▶ OBJECTIVE:
Locate each line in the items below that contains the string "places", and copy those lines in full. Case counts when matching.

▶ Records:
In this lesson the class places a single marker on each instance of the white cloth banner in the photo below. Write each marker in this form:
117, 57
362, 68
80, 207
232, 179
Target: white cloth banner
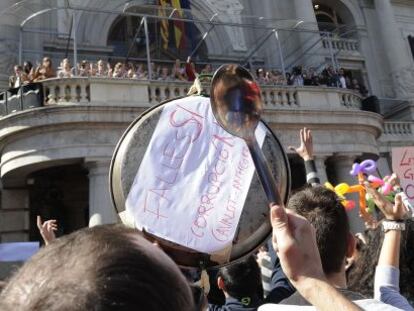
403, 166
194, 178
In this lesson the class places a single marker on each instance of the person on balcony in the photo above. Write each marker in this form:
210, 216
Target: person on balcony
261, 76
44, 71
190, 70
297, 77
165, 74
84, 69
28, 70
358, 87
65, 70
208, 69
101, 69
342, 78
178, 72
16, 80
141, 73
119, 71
---
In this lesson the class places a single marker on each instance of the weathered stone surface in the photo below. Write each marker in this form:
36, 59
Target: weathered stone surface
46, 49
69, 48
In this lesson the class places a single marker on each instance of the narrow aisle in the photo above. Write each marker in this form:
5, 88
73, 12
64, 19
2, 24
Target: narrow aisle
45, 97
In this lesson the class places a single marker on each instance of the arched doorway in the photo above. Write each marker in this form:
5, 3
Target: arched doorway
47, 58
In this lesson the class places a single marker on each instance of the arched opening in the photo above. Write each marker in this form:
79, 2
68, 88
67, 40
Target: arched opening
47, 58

▶ EXERCISE ANSWER:
In this lesson the class places a single marker on each instance of the white cloth banner in the photo below. Write each marker in this form:
In this lesson the class places a single marker on each instance of the person on balcony in the photo above. Write each marker in this form:
In this lesson the class places a single marker on each instance of the weathered stone surface in the photo below. Write each marker in this form:
In this lesson the class places a single marker on each instance of the narrow aisle in the photo above. Write each marker in this form:
In this lesson the class places a single marker on each instance of the arched doorway in the photo above. Write each marker in this form:
In this lesson the class places a single marker on each instance of the arched opening in the photo above. Write each marker in this form:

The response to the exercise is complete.